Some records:

===

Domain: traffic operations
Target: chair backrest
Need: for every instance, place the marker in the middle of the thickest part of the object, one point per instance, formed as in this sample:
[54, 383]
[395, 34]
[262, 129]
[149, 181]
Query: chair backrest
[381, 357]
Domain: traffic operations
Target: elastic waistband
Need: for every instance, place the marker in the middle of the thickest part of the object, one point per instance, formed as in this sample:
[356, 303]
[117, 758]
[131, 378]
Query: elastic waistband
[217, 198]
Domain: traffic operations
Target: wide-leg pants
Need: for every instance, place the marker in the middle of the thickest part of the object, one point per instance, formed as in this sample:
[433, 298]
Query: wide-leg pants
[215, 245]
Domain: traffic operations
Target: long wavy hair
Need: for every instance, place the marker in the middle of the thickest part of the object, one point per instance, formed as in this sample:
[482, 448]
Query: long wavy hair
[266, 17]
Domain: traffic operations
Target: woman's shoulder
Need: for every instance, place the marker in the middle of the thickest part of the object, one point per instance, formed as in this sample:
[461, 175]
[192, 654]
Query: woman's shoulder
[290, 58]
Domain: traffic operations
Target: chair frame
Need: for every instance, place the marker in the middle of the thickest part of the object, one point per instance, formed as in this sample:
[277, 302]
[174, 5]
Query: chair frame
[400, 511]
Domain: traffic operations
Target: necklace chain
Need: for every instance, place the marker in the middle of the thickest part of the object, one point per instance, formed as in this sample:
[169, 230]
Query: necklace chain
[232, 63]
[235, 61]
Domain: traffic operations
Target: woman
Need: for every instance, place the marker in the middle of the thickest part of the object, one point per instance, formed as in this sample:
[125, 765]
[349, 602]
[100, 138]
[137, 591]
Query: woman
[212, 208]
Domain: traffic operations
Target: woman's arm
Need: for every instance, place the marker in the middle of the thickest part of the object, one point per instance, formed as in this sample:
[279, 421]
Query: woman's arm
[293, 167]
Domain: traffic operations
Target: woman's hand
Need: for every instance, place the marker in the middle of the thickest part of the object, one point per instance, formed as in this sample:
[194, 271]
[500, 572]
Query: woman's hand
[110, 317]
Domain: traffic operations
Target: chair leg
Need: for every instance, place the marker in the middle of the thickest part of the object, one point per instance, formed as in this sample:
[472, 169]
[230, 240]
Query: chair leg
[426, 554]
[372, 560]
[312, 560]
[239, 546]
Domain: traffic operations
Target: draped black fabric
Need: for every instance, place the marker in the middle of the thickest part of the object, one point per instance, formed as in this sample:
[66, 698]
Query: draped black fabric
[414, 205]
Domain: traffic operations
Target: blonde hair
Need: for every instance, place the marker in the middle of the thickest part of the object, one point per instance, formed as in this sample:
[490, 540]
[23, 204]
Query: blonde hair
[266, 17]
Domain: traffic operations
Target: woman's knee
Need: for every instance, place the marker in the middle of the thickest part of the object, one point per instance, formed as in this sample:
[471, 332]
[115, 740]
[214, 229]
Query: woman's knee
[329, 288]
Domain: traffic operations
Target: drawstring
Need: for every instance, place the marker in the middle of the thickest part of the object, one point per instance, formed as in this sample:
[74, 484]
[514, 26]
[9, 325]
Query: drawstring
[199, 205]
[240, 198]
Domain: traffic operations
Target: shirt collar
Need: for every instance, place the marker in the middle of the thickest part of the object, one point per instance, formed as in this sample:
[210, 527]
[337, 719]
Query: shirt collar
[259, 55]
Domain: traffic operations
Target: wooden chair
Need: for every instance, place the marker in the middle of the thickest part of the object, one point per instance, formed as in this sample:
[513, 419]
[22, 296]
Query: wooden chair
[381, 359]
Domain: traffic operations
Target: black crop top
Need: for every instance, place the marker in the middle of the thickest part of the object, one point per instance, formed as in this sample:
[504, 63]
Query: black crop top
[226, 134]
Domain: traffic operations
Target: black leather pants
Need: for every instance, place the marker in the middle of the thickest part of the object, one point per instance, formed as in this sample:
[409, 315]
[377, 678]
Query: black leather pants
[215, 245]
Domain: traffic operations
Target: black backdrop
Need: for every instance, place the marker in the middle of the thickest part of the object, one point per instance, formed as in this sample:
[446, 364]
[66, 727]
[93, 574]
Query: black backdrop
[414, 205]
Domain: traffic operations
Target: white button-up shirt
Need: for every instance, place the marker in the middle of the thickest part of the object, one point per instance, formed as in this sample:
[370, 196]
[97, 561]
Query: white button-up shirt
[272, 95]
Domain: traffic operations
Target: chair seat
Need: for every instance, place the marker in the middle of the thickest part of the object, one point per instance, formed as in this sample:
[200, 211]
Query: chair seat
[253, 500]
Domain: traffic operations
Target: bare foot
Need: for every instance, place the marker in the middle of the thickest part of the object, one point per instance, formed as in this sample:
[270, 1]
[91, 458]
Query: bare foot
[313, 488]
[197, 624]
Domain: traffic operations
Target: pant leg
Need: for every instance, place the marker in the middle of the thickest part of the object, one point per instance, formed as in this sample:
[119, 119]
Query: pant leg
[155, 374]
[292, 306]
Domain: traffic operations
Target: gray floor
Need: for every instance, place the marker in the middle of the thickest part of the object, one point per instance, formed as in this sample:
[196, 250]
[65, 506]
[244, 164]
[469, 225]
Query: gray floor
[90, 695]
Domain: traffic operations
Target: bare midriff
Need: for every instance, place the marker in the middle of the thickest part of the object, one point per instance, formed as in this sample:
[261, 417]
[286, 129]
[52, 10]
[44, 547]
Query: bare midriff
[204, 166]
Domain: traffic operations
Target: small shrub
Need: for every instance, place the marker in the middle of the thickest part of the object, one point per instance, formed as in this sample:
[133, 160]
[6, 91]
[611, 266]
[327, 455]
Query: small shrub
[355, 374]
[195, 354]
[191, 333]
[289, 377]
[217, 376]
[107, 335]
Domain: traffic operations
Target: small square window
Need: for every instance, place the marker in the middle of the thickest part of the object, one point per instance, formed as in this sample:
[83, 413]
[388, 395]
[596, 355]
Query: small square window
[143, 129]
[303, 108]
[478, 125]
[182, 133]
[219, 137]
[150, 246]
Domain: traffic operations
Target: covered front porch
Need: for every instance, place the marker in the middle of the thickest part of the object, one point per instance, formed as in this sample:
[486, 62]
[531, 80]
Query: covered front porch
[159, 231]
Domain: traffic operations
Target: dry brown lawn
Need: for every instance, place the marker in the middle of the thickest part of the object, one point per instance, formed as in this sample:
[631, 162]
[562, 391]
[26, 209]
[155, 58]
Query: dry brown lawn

===

Your task is to repeat each line of the material exactly.

*The completed task*:
Domain: traffic operations
Target: chair backrest
Need: for every instance, place the marker in the middle of the thickest part of the object, one point per instance, formed as in this sample:
[54, 383]
[395, 34]
[262, 129]
[149, 181]
Query: chair backrest
[381, 357]
Domain: traffic operations
Target: elastic waistband
Need: for every instance, place the marker in the middle of the thickest part of the object, one point per instance, formed as in this sample:
[356, 303]
[117, 758]
[131, 378]
Query: elastic waistband
[217, 198]
Domain: traffic operations
Target: wide-leg pants
Need: for every instance, place the marker in the middle of the thickest part of the object, one point per instance, formed as in this sample:
[433, 298]
Query: wide-leg pants
[215, 245]
Domain: traffic operations
Target: long wavy hair
Need: for every instance, place the marker in the middle of the thickest part of the object, one point per instance, formed as in this sample:
[482, 448]
Query: long wavy hair
[266, 17]
Domain: traffic operations
Target: woman's shoulder
Need: for every instance, place the marker in the middle of the thickest part of the object, one point per instance, formed as in this sample:
[461, 175]
[192, 654]
Query: woman's shoulder
[290, 58]
Domain: traffic operations
Target: chair frame
Need: for every instance, place the marker in the middle of the thickest part of the object, one point per instance, formed as in this sample:
[277, 302]
[174, 5]
Query: chair frame
[400, 511]
Domain: traffic operations
Target: necklace chain
Need: for every instance, place the marker in the middle of the thickest part of the object, one point per instance, formed as in this sample:
[169, 230]
Query: necklace chain
[232, 63]
[235, 61]
Domain: traffic operations
Target: woman
Need: for every instance, place the marker in the middle of the thickest part of the object, one point per instance, formed as in this sample:
[125, 765]
[349, 602]
[100, 138]
[137, 591]
Query: woman
[212, 208]
Domain: traffic operations
Target: woman's arm
Need: for every instance, place the marker in the middle of the thickest part of the object, one point per instance, formed as in this sample:
[279, 421]
Query: woman's arm
[293, 167]
Domain: traffic operations
Target: woman's hand
Need: for every instance, place the marker in the middle of the thickest part of the object, one point per instance, formed as in this sample:
[194, 271]
[500, 572]
Query: woman's hand
[110, 317]
Domain: traffic operations
Target: chair leg
Need: for every instance, place the marker in the middle of the thickest part of the object, one point per instance, formed as in this sample:
[472, 169]
[230, 240]
Query: chair leg
[426, 554]
[372, 560]
[312, 560]
[239, 546]
Domain: traffic operations
Target: draped black fabric
Need: for every instance, place the marker in the middle of the thickest part of the object, one point per instance, formed as in this sample:
[66, 698]
Query: draped black fabric
[414, 205]
Domain: traffic operations
Target: blonde hair
Need: for every instance, place the marker in the middle of the thickest part of the object, one point per instance, formed as in this sample:
[490, 540]
[23, 204]
Query: blonde hair
[266, 17]
Domain: traffic operations
Target: woman's knee
Need: for every instance, place the marker in the middle of the thickest part of the object, one point per instance, formed as in this sample:
[471, 332]
[115, 740]
[214, 229]
Query: woman's knee
[329, 288]
Domain: traffic operations
Target: drawstring
Need: for every instance, place the marker in the middle of the thickest part of the object, one point per instance, formed as in this sample:
[74, 484]
[514, 26]
[9, 325]
Query: drawstring
[199, 205]
[240, 198]
Domain: traffic operations
Target: shirt collar
Need: for every instance, place the marker in the middle of the thickest part of the object, one point per instance, formed as in this sample:
[210, 527]
[337, 719]
Query: shirt collar
[259, 55]
Domain: traffic operations
Target: wooden chair
Need: for every instance, place the marker in the middle of the thickest part of the object, one point per instance, formed as in this sample:
[513, 419]
[22, 296]
Query: wooden chair
[381, 359]
Domain: traffic operations
Target: black crop top
Need: for every instance, place the marker in the middle of the thickest part of the object, one point per instance, formed as in this sample:
[504, 63]
Query: black crop top
[226, 134]
Domain: traffic operations
Target: black leather pants
Need: for every instance, place the marker in the middle of the thickest part of the object, one point per instance, formed as in this sample:
[409, 315]
[377, 678]
Query: black leather pants
[215, 245]
Domain: traffic operations
Target: black backdrop
Need: for every instance, place the marker in the middle of the thickest part of the object, one point per instance, formed as in this sample:
[446, 364]
[66, 727]
[93, 574]
Query: black backdrop
[414, 205]
Domain: traffic operations
Target: white button-up shirt
Need: for every instance, place the marker in the middle of the thickest part of the object, one point per instance, formed as in this sample:
[370, 196]
[97, 561]
Query: white button-up shirt
[272, 95]
Domain: traffic operations
Target: chair seat
Need: for every instance, place the marker in the middle of the thickest part of the object, one point per instance, formed as in this sample:
[200, 211]
Query: chair seat
[253, 500]
Domain: traffic operations
Target: bare foot
Need: for every instance, place the marker in the middle of the thickest part of the object, one point per instance, formed as in this sample:
[270, 1]
[91, 458]
Query: bare foot
[313, 488]
[197, 624]
Domain: traffic operations
Target: pant leg
Need: for every instance, place the marker in the middle of the thickest part of the object, one point per instance, formed as in this sample:
[119, 119]
Query: pant leg
[155, 374]
[292, 306]
Domain: traffic operations
Target: gray floor
Need: for every instance, place the marker in the middle of the thickest part of the object, one point per instance, formed as in this sample:
[196, 250]
[65, 506]
[244, 164]
[469, 225]
Query: gray floor
[90, 695]
Domain: traffic operations
Target: bare midriff
Need: for every instance, place the marker in the middle of the thickest part of the object, one point per instance, formed as in this sample:
[261, 417]
[286, 129]
[52, 10]
[44, 547]
Query: bare midriff
[204, 166]
Domain: traffic operations
Target: small shrub
Need: for every instance, place the marker in the middle of the thickest part of the object, one point per instance, formed as in this sample:
[133, 160]
[6, 91]
[611, 266]
[327, 455]
Query: small shrub
[355, 374]
[195, 354]
[191, 333]
[289, 377]
[217, 376]
[107, 335]
Domain: traffic operations
Target: small square window
Need: for every instance, place the marker in the middle of the thickest part of the object, one point per instance, formed as in this sample:
[83, 413]
[388, 395]
[596, 355]
Query: small square window
[143, 129]
[303, 108]
[478, 125]
[182, 133]
[219, 137]
[150, 246]
Domain: traffic operations
Target: covered front porch
Need: for every instance, place the marker in the middle of the thickest part of the object, one point per instance, formed as in this sample:
[486, 62]
[531, 80]
Query: covered front porch
[159, 231]
Domain: traffic operations
Target: dry brown lawn
Need: for every instance, place the marker in the middle of the thickest part of the object, one point per instance, formed as in this sample:
[631, 162]
[562, 391]
[26, 209]
[155, 58]
Query: dry brown lawn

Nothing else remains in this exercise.